-- Given data start --

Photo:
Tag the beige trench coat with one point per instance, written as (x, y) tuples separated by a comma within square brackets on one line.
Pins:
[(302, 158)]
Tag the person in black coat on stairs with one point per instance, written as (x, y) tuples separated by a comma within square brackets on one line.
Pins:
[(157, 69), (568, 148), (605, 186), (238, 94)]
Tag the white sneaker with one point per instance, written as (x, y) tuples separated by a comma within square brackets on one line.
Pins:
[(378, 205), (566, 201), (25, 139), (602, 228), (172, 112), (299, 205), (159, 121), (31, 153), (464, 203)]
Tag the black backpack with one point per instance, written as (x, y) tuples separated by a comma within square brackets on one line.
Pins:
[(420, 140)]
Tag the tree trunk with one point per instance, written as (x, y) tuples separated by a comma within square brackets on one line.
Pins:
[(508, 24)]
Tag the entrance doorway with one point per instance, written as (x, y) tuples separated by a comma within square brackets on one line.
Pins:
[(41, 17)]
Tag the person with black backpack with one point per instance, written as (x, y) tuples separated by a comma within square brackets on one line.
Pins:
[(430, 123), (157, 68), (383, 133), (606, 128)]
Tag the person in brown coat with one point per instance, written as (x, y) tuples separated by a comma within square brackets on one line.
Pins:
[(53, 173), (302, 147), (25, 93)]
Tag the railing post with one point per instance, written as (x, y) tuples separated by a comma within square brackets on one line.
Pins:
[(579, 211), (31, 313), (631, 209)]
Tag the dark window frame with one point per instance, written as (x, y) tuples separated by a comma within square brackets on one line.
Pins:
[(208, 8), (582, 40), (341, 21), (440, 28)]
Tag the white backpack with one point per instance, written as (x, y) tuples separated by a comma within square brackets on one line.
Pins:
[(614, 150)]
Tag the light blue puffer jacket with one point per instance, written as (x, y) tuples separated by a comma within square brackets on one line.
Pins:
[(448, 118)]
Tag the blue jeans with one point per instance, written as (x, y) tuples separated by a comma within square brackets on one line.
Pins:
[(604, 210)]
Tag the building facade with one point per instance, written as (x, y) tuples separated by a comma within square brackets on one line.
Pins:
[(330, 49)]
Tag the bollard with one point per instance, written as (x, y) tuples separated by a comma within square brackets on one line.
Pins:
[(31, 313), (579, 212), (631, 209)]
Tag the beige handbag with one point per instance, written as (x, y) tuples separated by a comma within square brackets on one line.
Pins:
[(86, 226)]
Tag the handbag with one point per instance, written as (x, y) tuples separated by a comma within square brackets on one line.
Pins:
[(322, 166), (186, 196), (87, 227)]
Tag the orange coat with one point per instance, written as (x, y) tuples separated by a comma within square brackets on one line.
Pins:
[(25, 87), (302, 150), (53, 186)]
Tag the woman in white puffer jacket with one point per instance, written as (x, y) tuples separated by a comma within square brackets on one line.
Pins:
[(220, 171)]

-- Given data end --

§ **Task goal**
Include both ends. Return the line holding "Tag the beige handbag" and all lines after it in the records above, exactly as written.

§ **Result of this exercise**
Tag the beige handbag with one point per instance, written as (x, y) tuples separated by a comma within square brackets on one line.
Pins:
[(86, 226)]
Tag the handbag with one point per instance, written as (x, y) tuples separated by a comma within square brackets on one line.
Pins:
[(322, 166), (186, 196), (87, 227)]
Tag the orange coat with one point per instance, written as (x, y) tuples separated by a comma within square brackets on one line.
Pins:
[(25, 87), (302, 150), (53, 186)]
Tag the woman in white puffer jacket with one point per instance, written as (x, y) tuples separated by a comma within square brackets on one line.
Pins:
[(220, 171)]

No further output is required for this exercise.